§ Data for analysis:
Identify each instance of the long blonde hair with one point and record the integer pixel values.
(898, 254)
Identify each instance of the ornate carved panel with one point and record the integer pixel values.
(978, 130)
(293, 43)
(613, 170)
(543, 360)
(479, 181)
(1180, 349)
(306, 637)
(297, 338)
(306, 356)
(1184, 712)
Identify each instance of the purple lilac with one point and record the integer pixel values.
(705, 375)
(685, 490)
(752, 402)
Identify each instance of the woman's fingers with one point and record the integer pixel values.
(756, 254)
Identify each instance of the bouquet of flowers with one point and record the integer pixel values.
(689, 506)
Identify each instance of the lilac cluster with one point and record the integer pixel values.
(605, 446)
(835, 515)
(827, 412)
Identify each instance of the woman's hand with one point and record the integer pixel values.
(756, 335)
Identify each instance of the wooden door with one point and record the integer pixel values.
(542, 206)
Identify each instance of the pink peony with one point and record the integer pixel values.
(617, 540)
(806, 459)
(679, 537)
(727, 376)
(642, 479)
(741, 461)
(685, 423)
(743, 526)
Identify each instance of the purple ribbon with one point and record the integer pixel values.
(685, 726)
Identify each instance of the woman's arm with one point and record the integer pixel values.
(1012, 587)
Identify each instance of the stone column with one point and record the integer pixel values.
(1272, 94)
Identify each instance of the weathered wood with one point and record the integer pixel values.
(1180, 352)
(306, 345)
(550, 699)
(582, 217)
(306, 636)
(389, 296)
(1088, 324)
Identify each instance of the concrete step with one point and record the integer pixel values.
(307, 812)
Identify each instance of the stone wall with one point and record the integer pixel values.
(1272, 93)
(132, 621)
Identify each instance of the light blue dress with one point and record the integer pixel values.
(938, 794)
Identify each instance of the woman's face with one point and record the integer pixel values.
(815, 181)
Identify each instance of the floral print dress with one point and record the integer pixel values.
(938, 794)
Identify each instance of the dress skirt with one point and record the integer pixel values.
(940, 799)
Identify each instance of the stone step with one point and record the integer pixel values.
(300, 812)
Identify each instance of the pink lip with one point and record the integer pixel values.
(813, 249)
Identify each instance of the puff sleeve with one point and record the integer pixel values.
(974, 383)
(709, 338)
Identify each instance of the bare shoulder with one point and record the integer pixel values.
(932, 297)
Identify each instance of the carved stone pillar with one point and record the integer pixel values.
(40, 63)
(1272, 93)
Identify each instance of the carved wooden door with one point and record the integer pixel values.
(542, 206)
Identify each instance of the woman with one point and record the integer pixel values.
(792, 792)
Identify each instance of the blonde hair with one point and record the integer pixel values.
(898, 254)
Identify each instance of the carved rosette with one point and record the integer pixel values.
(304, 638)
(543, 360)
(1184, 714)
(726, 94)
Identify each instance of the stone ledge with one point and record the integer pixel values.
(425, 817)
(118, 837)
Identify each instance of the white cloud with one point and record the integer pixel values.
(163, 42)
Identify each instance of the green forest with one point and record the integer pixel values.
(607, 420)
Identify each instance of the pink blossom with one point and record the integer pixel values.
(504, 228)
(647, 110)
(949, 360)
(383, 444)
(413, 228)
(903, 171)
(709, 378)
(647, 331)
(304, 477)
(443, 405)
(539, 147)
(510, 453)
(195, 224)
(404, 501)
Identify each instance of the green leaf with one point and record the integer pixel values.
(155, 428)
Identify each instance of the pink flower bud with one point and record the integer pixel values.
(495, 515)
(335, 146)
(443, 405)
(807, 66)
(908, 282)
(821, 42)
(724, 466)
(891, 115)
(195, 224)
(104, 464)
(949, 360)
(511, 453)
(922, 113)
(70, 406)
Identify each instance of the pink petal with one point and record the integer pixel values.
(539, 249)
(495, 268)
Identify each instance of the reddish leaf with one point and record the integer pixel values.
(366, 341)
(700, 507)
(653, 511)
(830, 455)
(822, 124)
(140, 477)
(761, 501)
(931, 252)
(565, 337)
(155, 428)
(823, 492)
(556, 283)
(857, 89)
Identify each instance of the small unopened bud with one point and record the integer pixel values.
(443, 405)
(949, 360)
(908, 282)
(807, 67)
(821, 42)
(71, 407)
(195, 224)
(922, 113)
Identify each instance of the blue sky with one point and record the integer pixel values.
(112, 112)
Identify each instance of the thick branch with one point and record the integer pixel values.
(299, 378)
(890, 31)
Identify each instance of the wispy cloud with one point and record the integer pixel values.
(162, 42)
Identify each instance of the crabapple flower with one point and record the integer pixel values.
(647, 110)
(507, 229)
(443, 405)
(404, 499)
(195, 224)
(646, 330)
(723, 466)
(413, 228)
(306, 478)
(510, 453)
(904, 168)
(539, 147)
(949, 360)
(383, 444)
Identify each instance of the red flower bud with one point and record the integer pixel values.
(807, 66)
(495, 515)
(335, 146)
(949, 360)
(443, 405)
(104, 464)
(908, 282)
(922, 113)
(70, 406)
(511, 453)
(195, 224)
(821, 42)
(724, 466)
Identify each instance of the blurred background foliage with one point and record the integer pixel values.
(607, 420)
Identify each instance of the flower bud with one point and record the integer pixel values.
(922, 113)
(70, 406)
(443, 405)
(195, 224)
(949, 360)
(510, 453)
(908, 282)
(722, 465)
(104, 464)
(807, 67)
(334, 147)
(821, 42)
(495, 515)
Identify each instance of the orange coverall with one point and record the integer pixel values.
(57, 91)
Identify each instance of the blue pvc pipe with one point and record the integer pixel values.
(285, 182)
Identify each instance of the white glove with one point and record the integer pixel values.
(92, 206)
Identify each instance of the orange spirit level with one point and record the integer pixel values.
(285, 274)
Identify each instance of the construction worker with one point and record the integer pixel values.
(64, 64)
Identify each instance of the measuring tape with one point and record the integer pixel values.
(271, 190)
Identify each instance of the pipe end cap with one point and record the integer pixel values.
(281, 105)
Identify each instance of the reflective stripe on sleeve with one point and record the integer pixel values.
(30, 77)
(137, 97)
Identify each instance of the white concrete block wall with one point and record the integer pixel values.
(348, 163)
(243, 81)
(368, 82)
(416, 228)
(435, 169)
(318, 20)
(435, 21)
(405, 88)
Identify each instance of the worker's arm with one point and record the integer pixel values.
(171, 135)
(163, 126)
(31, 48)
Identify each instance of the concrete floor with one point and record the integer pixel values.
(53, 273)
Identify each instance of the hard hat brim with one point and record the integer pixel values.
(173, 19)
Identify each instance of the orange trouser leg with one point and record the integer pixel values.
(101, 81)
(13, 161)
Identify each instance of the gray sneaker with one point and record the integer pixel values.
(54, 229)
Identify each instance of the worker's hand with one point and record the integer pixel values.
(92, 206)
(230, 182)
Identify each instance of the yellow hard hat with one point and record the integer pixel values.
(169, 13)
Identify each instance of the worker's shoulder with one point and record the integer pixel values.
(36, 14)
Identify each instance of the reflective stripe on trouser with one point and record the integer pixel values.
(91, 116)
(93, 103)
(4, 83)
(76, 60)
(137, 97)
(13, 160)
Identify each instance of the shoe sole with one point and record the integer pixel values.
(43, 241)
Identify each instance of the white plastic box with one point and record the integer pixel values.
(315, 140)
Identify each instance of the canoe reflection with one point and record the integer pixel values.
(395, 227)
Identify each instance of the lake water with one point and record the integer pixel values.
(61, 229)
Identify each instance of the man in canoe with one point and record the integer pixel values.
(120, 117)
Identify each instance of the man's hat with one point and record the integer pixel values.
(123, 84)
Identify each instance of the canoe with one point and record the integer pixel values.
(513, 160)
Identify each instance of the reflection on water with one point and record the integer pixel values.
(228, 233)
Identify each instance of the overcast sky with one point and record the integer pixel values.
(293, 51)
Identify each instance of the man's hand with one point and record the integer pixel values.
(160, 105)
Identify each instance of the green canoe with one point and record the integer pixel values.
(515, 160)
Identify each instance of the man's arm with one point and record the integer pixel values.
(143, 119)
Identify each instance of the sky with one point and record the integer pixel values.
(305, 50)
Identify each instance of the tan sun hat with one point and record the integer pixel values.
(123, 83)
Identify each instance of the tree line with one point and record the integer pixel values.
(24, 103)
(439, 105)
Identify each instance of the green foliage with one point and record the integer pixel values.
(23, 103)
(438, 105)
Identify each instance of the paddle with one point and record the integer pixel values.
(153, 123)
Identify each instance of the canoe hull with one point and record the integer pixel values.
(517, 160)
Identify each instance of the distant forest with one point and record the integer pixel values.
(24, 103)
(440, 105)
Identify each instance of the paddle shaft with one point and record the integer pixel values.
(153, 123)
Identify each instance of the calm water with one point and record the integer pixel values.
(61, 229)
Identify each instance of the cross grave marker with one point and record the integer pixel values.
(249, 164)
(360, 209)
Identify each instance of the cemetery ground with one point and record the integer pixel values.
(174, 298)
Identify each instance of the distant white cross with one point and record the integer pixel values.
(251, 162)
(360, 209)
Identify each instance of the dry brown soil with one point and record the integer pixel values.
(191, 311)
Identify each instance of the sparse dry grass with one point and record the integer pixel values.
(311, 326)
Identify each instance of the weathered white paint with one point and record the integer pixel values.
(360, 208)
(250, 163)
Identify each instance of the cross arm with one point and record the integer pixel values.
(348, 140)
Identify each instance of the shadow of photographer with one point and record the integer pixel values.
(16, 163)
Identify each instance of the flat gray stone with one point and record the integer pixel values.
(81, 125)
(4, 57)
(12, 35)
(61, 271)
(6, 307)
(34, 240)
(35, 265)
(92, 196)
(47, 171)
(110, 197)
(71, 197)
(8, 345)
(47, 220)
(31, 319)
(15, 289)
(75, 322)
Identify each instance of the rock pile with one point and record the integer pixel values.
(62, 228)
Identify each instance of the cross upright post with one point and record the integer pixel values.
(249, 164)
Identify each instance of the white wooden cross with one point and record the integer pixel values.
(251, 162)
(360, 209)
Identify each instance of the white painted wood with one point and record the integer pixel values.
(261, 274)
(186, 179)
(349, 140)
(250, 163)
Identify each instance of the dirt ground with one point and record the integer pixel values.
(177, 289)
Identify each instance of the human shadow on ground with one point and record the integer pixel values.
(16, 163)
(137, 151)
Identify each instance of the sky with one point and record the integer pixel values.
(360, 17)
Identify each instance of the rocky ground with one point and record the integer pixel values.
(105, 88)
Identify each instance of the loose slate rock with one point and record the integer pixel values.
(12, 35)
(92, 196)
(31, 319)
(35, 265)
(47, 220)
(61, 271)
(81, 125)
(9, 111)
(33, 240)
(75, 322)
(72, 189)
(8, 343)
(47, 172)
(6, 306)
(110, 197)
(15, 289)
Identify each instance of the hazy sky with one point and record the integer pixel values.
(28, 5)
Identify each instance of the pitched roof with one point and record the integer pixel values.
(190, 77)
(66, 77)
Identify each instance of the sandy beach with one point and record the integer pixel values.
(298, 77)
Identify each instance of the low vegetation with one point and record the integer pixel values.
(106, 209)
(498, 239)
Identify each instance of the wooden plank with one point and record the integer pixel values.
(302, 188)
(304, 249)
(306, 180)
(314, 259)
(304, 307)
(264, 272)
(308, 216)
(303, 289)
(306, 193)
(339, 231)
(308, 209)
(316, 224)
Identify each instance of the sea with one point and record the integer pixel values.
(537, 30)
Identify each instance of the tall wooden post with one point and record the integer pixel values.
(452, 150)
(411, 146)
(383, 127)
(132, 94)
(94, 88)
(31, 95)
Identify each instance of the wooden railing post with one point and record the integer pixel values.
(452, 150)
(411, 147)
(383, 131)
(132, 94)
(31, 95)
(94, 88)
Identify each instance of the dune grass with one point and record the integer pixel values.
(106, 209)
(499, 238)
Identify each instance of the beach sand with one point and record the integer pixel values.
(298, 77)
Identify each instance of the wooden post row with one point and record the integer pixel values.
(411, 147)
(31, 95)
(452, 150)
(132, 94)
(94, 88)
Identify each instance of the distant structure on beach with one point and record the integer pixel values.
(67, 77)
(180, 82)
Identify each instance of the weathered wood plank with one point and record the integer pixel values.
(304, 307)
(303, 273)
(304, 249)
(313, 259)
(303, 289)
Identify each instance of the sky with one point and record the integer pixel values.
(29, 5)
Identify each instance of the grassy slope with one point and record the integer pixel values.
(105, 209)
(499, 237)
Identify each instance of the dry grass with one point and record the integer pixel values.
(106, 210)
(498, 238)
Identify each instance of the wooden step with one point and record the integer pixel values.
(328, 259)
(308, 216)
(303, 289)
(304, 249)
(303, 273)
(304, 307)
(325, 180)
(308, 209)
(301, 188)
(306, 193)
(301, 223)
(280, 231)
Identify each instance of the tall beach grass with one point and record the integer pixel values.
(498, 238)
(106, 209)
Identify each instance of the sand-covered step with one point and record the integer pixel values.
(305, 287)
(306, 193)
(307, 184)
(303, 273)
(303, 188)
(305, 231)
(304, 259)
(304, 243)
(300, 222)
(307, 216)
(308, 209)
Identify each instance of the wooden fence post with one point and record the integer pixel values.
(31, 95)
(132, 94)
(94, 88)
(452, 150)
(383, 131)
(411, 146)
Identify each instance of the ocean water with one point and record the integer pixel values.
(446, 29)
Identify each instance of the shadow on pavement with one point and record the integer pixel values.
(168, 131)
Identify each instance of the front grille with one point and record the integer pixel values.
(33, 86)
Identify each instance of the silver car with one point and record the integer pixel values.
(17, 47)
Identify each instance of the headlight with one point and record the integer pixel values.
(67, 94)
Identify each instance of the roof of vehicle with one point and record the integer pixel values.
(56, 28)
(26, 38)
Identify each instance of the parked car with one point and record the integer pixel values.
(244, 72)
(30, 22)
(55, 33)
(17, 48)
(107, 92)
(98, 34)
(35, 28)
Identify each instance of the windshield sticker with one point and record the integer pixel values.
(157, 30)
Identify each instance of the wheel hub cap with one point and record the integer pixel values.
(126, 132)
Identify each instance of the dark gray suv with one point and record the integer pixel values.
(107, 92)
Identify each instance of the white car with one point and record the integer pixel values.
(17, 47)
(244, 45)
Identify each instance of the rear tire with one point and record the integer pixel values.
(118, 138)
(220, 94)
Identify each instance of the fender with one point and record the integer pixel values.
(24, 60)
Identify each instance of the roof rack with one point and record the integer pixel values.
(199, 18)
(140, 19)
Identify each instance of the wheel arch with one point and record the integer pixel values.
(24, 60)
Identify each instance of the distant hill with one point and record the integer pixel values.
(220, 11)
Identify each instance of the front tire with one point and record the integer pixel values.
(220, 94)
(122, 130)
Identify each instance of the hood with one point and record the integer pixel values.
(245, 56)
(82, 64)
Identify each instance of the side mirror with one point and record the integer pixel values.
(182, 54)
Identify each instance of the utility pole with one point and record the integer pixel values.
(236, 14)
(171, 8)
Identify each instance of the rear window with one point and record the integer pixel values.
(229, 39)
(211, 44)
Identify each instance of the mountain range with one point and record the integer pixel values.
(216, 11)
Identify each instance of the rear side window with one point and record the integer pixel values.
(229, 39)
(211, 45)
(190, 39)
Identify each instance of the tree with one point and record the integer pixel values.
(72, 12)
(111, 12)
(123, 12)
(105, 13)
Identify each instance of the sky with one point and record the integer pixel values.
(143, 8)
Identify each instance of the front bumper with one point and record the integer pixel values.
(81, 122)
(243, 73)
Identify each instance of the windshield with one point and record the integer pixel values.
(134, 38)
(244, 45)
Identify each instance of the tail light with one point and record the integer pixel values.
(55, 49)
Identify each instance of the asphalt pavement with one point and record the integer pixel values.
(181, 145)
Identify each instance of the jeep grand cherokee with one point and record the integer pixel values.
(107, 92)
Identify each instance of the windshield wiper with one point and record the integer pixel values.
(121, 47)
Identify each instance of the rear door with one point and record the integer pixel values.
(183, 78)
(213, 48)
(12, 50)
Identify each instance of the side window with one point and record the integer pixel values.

§ What needs to be done: Give back exactly the lines from the one containing "Identify each instance of the rear door" through the last line of the records.

§ Exercise output:
Identify each instance of the rear door with one point and record the integer pixel values.
(183, 78)
(213, 48)
(12, 50)
Identify each instance of the side window with one point and record the integer pixel values.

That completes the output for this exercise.